[Extracted data entries]
□ □ □ □

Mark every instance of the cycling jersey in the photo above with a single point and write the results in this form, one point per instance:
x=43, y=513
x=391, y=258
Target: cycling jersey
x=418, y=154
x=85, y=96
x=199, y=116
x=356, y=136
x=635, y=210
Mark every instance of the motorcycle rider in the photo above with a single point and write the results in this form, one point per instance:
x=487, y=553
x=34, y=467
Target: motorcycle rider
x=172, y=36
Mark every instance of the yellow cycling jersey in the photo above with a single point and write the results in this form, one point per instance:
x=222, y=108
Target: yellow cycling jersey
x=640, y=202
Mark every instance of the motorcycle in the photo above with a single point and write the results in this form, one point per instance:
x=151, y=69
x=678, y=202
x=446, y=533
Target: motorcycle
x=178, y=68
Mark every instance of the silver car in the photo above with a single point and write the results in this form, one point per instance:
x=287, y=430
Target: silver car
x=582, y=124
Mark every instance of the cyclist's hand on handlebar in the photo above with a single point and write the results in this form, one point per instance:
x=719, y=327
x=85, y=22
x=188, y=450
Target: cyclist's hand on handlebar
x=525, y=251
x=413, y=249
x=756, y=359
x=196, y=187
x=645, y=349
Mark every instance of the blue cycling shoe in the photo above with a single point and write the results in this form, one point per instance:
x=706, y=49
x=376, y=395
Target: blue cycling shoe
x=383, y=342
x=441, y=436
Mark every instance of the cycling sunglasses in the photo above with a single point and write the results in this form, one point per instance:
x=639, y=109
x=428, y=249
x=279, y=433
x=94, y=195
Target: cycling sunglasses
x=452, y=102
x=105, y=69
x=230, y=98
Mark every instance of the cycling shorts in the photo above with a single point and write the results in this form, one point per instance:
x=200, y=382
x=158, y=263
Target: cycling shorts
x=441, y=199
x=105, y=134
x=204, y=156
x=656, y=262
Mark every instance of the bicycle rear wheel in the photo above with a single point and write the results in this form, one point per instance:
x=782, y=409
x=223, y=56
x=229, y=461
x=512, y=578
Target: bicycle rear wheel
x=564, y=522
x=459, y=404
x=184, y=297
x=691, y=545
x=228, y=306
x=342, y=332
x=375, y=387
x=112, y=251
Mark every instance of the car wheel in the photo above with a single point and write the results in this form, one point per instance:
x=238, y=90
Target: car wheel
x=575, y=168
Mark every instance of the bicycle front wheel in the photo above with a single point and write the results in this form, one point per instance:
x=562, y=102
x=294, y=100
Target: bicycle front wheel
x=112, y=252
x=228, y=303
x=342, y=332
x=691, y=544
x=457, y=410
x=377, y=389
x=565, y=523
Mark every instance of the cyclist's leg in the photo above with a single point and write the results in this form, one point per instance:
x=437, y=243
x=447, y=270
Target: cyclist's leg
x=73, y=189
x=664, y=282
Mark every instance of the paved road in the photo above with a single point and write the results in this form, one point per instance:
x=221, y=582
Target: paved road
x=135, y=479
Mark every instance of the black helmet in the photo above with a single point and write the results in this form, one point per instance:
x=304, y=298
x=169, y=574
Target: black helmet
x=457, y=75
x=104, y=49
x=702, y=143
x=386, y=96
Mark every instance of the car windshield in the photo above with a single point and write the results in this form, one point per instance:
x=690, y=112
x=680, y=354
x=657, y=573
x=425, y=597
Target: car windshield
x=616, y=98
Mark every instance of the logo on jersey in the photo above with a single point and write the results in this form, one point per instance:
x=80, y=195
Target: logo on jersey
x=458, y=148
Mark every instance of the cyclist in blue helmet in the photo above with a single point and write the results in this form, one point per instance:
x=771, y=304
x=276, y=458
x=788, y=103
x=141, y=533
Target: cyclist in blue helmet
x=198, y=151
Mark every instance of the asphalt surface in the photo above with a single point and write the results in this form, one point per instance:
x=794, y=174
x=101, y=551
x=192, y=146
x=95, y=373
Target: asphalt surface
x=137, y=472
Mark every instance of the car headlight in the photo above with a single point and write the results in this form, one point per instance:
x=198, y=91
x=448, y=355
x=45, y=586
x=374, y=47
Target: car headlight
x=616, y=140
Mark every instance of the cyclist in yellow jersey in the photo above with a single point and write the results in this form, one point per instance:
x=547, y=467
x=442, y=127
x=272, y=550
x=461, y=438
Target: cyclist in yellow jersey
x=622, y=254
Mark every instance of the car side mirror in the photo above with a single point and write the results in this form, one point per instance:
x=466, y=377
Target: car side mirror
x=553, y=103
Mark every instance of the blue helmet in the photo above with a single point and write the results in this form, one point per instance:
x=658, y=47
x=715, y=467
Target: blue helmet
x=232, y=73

□ □ □ □

All lines from the start of the entries through the line where "x=376, y=395" sits should be duplicated exactly, with nothing else in the output.

Mark every instance of the cycling jersey in the photo above with a single point and write the results in this form, one point per instance:
x=43, y=513
x=391, y=258
Target: cycling jersey
x=418, y=154
x=85, y=96
x=199, y=116
x=356, y=136
x=635, y=210
Mark every instance of the motorcycle rider in the photo above with a single point and write the results in this form, one point per instance:
x=487, y=553
x=34, y=467
Target: motorcycle rider
x=172, y=36
Mark every instance of the yellow cycling jersey in the photo above with a single point and write the results in this form, one point per instance:
x=222, y=108
Target: yellow cycling jersey
x=640, y=202
Mark every instance of the motorcycle in the photo above with a single point and write the results in this form, one point per instance:
x=151, y=69
x=678, y=202
x=446, y=533
Target: motorcycle
x=178, y=68
Mark every instance of the silver car in the photo above with a single point and write the results in this form, one point per instance:
x=287, y=430
Target: silver car
x=582, y=124
Mark every instance of the cyclist's hand on handlebar in the photo above with a single point and write the results in this form, one point per instance:
x=719, y=327
x=85, y=22
x=188, y=450
Target: cyclist's hand on handlebar
x=525, y=251
x=413, y=249
x=756, y=359
x=196, y=187
x=645, y=349
Mark every instance of the blue cycling shoe in the photo above with a single point and write the results in this form, one point per instance:
x=706, y=49
x=376, y=395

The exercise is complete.